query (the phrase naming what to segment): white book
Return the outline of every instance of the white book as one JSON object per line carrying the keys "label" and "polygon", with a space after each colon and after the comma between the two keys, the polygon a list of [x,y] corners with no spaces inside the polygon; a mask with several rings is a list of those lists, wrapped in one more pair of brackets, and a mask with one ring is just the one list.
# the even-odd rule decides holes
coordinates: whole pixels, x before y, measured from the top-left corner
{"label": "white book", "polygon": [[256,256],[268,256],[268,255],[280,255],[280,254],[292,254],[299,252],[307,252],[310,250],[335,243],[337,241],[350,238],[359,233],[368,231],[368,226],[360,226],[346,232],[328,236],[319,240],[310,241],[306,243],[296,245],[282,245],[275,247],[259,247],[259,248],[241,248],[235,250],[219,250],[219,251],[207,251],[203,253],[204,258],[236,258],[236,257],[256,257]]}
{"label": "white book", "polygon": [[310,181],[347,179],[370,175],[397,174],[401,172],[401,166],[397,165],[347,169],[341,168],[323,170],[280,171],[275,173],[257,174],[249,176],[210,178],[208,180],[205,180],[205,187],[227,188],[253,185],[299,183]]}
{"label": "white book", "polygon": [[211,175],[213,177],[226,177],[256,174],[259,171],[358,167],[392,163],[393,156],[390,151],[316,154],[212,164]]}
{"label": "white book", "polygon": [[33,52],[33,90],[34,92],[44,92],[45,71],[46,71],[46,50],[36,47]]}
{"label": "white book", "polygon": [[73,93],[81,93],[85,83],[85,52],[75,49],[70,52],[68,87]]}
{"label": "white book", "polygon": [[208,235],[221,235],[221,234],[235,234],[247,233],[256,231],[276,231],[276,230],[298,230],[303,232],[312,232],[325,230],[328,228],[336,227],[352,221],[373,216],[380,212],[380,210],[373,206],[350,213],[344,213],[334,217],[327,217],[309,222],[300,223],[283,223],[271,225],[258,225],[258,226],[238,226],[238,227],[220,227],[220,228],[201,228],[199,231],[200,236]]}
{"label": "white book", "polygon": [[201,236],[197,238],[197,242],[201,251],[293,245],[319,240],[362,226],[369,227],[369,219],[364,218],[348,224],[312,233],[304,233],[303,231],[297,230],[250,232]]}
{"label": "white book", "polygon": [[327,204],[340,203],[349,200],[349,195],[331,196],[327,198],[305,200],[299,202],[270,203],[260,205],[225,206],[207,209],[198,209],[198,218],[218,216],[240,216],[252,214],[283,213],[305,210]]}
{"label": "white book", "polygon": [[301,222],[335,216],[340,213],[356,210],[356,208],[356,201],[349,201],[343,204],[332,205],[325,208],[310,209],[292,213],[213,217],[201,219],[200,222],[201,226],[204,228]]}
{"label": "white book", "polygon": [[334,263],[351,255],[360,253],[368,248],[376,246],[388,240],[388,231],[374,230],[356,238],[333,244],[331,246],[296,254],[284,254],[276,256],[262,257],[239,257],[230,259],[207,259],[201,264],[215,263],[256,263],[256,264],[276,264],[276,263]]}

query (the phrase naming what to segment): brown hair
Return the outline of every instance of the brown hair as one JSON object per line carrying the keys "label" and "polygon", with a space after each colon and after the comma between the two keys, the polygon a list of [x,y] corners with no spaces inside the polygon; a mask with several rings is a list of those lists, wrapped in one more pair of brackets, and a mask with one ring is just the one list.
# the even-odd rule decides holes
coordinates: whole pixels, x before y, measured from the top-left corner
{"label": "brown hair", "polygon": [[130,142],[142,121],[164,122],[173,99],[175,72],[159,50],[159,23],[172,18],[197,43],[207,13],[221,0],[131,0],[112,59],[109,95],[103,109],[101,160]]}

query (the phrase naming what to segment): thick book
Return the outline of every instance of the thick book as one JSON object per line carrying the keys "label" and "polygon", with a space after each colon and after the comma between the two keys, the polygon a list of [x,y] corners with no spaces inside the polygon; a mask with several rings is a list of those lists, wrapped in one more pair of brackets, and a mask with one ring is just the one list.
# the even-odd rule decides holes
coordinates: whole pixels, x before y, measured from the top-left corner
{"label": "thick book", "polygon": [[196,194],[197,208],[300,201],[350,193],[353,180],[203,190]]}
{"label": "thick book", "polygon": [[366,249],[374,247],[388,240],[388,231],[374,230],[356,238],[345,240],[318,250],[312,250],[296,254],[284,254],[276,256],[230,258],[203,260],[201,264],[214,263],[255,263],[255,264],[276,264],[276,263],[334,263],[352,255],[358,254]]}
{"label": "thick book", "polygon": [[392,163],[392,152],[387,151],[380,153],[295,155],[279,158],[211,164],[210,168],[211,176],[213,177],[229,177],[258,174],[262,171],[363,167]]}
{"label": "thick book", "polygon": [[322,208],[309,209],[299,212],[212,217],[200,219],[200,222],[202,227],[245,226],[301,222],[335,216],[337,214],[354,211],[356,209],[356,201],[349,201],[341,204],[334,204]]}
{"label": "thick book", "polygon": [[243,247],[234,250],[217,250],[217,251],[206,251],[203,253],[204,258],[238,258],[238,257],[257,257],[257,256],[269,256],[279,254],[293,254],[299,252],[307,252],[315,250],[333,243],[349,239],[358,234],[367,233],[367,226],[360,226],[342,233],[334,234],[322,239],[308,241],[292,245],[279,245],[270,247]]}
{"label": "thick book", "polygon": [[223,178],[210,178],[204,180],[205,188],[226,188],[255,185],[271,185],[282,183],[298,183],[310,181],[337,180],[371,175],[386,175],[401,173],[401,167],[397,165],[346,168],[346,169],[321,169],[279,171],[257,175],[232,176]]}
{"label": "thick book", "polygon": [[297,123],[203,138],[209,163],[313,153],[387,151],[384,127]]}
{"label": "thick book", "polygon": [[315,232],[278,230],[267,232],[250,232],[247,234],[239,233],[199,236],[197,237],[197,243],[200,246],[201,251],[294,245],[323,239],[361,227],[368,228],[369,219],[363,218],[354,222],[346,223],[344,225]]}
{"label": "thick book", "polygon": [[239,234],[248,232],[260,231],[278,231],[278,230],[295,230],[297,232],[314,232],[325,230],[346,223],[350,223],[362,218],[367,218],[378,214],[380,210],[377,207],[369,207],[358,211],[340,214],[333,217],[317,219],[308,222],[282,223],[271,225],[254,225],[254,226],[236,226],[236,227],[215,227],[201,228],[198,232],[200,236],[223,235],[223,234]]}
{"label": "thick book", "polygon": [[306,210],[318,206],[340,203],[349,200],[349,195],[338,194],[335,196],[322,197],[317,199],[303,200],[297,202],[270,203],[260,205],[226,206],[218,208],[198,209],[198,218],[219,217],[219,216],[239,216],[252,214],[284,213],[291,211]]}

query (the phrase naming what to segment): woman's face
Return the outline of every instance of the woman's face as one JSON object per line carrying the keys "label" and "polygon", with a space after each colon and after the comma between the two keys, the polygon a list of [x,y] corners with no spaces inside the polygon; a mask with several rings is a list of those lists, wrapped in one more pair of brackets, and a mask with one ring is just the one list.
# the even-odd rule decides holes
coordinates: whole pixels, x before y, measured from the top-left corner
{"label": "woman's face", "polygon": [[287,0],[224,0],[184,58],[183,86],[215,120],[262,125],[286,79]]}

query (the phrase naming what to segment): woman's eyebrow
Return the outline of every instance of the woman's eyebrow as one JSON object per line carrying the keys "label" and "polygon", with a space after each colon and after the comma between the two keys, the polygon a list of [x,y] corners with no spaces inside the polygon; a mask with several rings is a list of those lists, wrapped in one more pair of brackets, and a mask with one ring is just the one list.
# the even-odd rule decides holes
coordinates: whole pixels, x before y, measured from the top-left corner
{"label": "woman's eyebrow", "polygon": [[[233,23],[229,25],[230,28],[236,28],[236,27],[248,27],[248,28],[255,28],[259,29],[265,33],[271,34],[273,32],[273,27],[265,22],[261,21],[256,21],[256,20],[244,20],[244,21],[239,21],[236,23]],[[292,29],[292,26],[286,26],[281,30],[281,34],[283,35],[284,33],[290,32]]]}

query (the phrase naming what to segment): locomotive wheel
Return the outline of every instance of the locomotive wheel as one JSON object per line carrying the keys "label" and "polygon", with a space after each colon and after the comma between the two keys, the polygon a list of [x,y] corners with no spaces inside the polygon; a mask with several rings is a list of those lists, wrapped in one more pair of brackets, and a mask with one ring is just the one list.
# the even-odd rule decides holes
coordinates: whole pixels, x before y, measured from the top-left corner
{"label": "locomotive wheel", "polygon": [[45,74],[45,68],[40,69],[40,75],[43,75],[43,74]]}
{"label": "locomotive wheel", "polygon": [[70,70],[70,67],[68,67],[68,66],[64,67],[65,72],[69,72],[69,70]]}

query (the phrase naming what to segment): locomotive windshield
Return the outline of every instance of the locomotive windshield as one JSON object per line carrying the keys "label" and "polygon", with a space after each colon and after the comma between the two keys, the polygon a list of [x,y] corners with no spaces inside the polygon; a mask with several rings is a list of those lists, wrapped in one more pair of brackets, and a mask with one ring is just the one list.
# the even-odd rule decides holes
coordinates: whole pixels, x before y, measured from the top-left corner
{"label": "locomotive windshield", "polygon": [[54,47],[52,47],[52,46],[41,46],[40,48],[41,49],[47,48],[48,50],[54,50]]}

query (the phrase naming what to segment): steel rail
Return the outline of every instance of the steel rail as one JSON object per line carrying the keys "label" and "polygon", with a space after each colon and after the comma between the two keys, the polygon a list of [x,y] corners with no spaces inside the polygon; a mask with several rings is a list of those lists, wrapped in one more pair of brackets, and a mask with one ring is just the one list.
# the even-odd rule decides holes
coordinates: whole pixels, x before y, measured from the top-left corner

*****

* _What is being asked_: From the data above, output only the lines between the line containing "Return the outline of every instance of the woman's face" and the line containing "query (the phrase naming what to segment): woman's eyebrow", inclusive, exactly as written.

* _Solution to this exercise_:
Return the outline of every instance of the woman's face as one JSON object per line carrying the keys "label" and "polygon", with a space after each colon and after the comma between the two keys, the polygon a list of [x,y] corners with no spaces inside the polygon; a mask with several rings is a list of those lists, wrapped in one more pair of brackets, and a mask with one ring is just the one list.
# the even-odd rule decides holes
coordinates: whole pixels, x before y, measured from the top-left corner
{"label": "woman's face", "polygon": [[287,0],[224,0],[184,58],[183,86],[215,120],[262,125],[286,79]]}

query (the phrase naming what to segment): woman's eyebrow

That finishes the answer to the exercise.